== Point labeling dataset excerpts ==
--------

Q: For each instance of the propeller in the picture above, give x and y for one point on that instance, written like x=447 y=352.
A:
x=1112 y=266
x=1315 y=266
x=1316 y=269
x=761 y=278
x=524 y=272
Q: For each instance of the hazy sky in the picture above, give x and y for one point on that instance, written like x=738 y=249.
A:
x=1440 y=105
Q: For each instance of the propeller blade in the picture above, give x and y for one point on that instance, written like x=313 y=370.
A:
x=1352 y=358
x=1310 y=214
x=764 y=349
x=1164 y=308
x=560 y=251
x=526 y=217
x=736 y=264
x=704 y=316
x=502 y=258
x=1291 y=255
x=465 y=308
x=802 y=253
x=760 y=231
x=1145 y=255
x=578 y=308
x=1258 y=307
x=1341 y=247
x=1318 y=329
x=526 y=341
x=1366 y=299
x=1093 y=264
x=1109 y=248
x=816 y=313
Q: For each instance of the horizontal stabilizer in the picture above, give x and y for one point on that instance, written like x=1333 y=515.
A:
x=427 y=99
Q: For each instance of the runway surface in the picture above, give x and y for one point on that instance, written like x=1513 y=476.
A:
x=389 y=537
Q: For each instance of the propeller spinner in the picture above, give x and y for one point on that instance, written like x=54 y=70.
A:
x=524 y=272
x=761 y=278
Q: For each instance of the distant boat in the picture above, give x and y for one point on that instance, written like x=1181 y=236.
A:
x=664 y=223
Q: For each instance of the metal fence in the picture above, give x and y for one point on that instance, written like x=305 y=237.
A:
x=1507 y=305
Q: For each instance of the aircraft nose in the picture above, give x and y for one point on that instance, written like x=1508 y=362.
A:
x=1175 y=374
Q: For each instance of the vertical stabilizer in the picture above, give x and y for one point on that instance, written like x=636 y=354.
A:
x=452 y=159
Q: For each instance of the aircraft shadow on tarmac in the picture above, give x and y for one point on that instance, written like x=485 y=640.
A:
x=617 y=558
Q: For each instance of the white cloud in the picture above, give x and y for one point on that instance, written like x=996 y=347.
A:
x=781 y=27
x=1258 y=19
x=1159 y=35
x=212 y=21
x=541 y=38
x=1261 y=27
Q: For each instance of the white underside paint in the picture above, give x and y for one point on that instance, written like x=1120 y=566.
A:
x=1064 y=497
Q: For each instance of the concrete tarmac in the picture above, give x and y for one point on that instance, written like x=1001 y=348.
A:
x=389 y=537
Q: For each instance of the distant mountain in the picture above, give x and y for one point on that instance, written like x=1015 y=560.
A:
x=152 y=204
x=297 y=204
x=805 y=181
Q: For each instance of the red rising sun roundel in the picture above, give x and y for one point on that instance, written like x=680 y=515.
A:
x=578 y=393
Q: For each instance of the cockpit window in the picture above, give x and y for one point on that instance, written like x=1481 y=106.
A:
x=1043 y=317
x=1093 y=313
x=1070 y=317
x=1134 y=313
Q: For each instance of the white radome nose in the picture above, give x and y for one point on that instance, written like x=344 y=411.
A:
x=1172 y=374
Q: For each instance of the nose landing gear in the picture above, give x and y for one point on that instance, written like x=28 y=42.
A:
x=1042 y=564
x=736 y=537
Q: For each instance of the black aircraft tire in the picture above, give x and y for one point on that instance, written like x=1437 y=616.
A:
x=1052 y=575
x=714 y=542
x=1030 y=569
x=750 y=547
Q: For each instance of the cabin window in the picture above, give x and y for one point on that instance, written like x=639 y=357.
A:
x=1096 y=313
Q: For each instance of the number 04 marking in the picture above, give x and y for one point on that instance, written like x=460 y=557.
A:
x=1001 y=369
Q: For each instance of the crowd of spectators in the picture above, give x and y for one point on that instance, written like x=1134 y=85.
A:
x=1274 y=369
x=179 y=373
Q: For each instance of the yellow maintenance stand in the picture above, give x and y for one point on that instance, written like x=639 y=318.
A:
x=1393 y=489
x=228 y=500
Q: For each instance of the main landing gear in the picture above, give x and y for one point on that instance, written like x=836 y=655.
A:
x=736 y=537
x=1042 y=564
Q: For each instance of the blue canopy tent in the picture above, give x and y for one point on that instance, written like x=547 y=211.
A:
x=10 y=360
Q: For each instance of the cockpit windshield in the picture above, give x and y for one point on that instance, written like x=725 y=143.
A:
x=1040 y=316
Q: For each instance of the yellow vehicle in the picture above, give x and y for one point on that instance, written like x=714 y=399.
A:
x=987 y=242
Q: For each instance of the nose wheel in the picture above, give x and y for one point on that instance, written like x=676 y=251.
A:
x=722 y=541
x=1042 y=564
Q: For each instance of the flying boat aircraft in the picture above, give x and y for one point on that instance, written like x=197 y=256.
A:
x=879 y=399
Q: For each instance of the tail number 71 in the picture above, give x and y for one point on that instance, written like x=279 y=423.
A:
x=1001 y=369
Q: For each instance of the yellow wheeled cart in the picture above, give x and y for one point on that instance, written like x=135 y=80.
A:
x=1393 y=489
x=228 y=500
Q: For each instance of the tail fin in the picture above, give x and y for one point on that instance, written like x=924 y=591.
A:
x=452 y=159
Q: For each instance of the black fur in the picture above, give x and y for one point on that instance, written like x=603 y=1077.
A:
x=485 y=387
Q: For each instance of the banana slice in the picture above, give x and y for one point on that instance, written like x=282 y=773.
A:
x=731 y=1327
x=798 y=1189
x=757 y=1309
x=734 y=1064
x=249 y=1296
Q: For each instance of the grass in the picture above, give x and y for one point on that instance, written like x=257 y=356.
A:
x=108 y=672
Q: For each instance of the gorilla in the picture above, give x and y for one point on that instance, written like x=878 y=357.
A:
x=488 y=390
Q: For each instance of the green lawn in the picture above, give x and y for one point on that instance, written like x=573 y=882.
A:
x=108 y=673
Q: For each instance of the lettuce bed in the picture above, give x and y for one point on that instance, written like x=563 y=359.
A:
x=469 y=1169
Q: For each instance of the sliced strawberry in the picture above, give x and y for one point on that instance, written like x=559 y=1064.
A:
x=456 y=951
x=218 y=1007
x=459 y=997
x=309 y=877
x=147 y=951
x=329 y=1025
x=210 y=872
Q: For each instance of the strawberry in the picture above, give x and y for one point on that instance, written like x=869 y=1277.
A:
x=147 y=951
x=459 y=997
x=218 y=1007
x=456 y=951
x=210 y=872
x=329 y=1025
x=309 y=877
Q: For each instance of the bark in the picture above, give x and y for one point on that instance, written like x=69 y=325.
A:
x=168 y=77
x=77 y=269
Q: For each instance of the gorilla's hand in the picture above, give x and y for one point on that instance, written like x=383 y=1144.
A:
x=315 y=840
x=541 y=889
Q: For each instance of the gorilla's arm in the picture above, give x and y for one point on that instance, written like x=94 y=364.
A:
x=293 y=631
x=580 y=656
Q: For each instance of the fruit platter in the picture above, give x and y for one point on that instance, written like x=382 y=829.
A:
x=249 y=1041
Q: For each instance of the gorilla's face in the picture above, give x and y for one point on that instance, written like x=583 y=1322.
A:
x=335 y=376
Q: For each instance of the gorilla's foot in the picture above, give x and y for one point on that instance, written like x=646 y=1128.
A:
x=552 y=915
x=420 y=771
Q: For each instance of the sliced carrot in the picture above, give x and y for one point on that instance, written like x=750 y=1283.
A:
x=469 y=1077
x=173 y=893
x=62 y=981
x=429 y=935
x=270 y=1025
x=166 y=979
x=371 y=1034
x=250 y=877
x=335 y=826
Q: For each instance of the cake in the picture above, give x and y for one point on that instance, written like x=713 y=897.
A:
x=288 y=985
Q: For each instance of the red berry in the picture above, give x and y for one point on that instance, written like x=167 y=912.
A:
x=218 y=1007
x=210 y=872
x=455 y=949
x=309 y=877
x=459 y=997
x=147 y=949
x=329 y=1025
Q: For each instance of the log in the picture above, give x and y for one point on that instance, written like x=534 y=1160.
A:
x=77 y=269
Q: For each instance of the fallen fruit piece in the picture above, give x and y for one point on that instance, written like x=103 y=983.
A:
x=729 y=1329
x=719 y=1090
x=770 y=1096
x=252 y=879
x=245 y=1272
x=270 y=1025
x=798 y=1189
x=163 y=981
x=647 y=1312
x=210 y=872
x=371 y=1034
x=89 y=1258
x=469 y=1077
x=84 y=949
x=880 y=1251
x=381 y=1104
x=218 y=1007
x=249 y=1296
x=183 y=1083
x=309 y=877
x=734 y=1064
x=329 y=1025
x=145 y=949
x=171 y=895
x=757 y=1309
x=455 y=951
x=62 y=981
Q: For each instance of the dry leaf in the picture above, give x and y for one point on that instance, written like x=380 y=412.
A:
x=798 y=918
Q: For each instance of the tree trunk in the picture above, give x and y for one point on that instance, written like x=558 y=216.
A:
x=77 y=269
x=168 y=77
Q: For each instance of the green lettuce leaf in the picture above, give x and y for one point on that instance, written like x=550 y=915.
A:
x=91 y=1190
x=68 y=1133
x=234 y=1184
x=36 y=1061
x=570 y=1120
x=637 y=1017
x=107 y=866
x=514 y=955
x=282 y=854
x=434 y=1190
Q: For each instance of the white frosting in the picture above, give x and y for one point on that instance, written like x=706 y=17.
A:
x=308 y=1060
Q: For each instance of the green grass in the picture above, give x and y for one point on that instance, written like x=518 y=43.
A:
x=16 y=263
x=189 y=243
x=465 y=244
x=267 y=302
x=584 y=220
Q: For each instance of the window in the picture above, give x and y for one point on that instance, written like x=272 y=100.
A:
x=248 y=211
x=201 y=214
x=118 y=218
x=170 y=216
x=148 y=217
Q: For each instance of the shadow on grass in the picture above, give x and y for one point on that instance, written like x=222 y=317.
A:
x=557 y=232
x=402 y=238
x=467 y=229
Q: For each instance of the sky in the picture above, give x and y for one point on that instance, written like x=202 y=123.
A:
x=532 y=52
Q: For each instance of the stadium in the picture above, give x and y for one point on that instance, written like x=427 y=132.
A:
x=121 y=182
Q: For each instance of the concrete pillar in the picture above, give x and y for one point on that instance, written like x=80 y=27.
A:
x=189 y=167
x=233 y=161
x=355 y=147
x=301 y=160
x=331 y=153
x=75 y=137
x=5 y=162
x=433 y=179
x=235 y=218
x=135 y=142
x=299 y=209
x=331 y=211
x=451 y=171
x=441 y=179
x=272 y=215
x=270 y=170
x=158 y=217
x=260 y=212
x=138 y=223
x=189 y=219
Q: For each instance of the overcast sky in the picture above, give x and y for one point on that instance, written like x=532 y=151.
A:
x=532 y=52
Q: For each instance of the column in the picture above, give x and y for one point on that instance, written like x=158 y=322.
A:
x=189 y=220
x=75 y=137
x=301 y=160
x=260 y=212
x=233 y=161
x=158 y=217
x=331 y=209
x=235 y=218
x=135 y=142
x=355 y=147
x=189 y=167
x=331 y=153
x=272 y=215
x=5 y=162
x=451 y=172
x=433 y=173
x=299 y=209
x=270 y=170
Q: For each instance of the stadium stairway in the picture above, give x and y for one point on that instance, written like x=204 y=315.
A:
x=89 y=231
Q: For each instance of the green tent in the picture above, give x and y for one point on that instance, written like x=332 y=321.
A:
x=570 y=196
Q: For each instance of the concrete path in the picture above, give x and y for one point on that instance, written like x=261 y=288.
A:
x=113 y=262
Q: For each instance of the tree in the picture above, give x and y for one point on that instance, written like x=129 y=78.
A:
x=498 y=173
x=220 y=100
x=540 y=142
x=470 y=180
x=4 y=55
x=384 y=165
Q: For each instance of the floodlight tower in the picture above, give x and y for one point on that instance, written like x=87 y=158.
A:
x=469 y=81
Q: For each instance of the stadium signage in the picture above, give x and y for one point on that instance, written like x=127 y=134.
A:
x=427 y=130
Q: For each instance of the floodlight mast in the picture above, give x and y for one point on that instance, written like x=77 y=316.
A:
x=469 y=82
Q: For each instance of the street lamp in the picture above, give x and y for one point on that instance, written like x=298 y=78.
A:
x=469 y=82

--------

Transcribe, word for word, every line from the one containing "Q: For each instance of the stadium stairway" through the final line of the entries, and nothing else.

Q: For each instance of the stadium stairway in the picture above, give x and y for one point on that instance, written like x=204 y=315.
A:
x=89 y=231
Q: For each instance of the green tent in the picture above, give x and y for one point on that instance, written like x=332 y=321.
A:
x=570 y=196
Q: For each instance of the concrete path in the picture above, give x and y for one point on that instance, written like x=261 y=288.
A:
x=113 y=262
Q: For each instance of the tree in the picture above, give x and y for one point on that instance, written like x=129 y=78.
A:
x=498 y=173
x=220 y=100
x=540 y=142
x=470 y=180
x=4 y=55
x=384 y=165
Q: For each instance of the floodlight tower in the picture above, give x and y for one point on that instance, written like x=87 y=158.
A:
x=469 y=81
Q: For each instance of the stadium signage in the picture above, give x and y for one point on that instance, written like x=127 y=134.
A:
x=427 y=130
Q: For each instance of the floodlight mast in the picture above, give x and y for one point on that instance, written like x=77 y=316.
A:
x=469 y=82
Q: For each instance of the street lamp in the picture above, give x and y for one point on that instance, written like x=298 y=78.
A:
x=469 y=82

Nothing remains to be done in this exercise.